Try to ensure that all the questions are of the same level of complexity. That’s implicit for first level questions (since they coincide with chapters of the textbook or similar subdivisions), but it is not as clear for second and third level questions. Preparing a list of questions ahead of time will allow you to check that the level of complexity is roughly the same for each question.
Keep a written record of the questions and of your assessment of the answers. We live in a litigious society. You may have to justify your assessment. If you keep notes, remember that they may become evidence against you, so avoid any comments outside the content of the answers. You may want to keep a recording of the whole exam. Obviously you will need to disclose to the student that you are recording the exam and ask for their permission. However, you should check with your campus administration if doing so violates any FERPA directives.
Be prepared to handle floundering students: a small number of students will “fall apart” during an exam and be unable to answer at all. That’s never a good thing. Roughly speaking, this may be indicative of the fact that their preparation was insufficient, or in other words, they just don’t know the material. Alternatively, they may know the material but get overwhelmed by their nerves. The latter case can be handled by reassuring the student (for example, by pointing out previous correct answers), or by suggesting that they take some notes and a few seconds to outline their answer prior to answering. If you allow the use of the book during the exam, you may suggest that they look at their notes and/or book, to refresh their memory. Worst case scenario, especially if the student is visibly rattled, you may want to take a break or reschedule the exam.
I appreciate the wisdom (+experience) and the tact you show whenever the student does not perform well. Definitely, a very human assessment. I enjoyed especially the part where you talk about giving the correct answer: you remind us that the goal of all this process of teaching is not evaluating (or just cutting heads like the Queen in Carroll's tale), but providing effective knowledge. Better to learn it later than ever, for sure. I will discuss your post with my students, who are preparing to be teachers too. The fine irony in the title "Will it cure..." etc. makes it evident that information is shown as ressolutive and complete, making our palate search for more fast-feeding information: we usually search for simple answers and quick solutions for everything (bálsamo de Fierabrás, Cervantes called this). You give us, on the contrary, many motives to open reflexion. In Spain our students are not used to Viva Voce exams, they dread it, but the students coming from Italy feel at ease: is this ability then cultural or the effect of training? I believe we can always learn to discuss subjects, and here, the sooner the better. Thank you.
Yes, most exams are still orally done in Italy, both at universities and in high schools, where I teach. I was asking myself the same questions, at a lower level, and since teenagers are even more keen on cheating - I myself have found some this year, proving with enough certainty their text was AI-generated using AI tools - the irony, and time, as you wrote - I was wondering what to do. I am thinking about continuous assessment, i.e., a grade for each interaction/answer through the school year. Maybe that's too demanding on the teaching side. I'll think about it, but for now thanks for your deep thoughts!

- **TASKS TO CARRY OUT**:
A) From the excerpt on oral exams, list every measure it suggests for handling a student who falls apart during the exam.
B) Reproduce the part of the excerpt on oral exams that opens with the words containing "Try to ensure" and closes with "for each question.".

- **DATA EXTRACTS**:
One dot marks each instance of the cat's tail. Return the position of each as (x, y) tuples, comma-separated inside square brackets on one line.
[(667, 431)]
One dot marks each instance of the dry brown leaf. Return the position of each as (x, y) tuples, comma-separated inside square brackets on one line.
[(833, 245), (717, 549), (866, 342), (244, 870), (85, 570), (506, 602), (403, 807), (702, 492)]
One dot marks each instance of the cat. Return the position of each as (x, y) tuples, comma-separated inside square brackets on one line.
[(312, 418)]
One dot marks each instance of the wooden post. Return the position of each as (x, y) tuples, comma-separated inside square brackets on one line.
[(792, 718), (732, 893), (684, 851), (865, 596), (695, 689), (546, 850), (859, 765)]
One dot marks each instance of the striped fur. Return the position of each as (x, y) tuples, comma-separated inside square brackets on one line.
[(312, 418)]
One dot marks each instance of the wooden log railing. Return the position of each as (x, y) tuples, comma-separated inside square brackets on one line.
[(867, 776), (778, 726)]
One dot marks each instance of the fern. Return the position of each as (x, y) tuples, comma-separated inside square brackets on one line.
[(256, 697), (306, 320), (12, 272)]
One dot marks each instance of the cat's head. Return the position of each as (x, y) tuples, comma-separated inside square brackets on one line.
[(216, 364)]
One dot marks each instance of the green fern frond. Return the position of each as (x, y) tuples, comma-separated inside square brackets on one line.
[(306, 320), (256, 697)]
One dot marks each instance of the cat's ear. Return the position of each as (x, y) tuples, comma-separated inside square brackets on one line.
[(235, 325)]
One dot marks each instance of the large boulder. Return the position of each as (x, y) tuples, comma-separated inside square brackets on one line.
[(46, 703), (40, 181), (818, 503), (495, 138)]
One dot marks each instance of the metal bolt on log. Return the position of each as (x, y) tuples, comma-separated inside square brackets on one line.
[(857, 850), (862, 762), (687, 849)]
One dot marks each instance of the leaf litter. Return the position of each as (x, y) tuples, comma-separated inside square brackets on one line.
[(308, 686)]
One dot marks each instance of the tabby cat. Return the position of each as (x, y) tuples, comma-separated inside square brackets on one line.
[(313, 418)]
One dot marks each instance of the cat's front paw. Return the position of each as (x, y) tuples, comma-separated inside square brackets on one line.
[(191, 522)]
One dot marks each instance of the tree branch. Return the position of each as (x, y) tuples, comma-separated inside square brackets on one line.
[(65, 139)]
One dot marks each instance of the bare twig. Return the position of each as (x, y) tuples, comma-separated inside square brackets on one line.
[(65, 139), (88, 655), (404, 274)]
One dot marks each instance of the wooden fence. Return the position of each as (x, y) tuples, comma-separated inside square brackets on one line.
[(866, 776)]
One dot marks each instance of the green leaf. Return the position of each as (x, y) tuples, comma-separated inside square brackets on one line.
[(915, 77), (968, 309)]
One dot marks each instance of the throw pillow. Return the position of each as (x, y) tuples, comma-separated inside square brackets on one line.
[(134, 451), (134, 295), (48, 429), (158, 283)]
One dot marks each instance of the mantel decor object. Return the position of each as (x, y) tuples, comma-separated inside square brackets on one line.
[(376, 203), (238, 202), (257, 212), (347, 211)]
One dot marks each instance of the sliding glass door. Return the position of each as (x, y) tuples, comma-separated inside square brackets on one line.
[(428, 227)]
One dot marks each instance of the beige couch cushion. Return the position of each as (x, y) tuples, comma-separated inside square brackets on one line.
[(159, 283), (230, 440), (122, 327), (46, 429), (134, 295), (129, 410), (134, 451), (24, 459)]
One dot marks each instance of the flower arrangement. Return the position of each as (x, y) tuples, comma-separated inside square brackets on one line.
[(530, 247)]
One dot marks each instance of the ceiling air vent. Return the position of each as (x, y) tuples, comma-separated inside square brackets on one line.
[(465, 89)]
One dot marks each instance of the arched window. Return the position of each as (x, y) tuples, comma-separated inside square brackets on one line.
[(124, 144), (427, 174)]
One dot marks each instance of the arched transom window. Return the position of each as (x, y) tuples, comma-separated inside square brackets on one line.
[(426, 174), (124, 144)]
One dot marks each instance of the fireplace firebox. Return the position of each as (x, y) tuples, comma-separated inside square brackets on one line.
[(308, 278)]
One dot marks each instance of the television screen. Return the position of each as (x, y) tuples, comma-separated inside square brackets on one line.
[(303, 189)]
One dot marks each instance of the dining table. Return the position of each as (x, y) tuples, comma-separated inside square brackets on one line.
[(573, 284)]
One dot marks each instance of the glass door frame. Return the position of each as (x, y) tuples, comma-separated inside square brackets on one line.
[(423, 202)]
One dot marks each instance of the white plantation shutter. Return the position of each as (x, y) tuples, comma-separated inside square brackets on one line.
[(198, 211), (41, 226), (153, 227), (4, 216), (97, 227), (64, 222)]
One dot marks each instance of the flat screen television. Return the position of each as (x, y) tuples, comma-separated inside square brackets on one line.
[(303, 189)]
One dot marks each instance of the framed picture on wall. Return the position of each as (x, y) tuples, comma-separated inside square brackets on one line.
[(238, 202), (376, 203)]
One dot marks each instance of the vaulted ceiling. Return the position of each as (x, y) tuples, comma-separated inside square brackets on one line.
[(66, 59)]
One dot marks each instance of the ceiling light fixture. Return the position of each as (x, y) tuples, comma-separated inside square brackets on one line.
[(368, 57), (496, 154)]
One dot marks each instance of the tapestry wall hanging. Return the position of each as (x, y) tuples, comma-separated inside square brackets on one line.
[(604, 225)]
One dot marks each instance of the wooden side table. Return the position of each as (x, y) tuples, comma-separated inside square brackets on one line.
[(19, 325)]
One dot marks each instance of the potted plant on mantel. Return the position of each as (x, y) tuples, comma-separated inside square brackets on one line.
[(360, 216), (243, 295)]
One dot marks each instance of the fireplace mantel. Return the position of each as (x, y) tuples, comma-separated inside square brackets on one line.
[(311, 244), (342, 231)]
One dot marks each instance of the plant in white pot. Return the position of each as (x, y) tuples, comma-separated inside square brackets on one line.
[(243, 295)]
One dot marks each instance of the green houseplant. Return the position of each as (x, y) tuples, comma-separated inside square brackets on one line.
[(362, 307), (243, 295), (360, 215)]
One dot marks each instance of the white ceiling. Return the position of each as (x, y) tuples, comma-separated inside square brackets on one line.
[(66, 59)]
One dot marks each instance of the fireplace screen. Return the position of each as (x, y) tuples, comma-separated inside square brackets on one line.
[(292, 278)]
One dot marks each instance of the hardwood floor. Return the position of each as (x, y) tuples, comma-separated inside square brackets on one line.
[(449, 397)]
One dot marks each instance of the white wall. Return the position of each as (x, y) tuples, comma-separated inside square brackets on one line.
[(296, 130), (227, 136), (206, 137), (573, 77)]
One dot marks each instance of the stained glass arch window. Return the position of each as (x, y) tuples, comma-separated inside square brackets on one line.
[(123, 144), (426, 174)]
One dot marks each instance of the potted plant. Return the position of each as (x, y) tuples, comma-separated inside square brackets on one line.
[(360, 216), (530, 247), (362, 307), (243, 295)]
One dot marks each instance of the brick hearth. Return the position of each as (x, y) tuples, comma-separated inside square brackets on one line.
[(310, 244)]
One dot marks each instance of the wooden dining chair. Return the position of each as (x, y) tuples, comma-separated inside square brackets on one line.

- **PER-TASK OUTPUTS**:
A)
- Reassuring the student, for example by pointing out previous correct answers
- Suggesting that they take some notes and a few seconds to outline their answer before answering
- Suggesting that they look at their notes and/or book to refresh their memory, if use of the book is allowed
- Taking a break
- Rescheduling the exam

B)
Try to ensure that all the questions are of the same level of complexity. That’s implicit for first level questions (since they coincide with chapters of the textbook or similar subdivisions), but it is not as clear for second and third level questions. Preparing a list of questions ahead of time will allow you to check that the level of complexity is roughly the same for each question.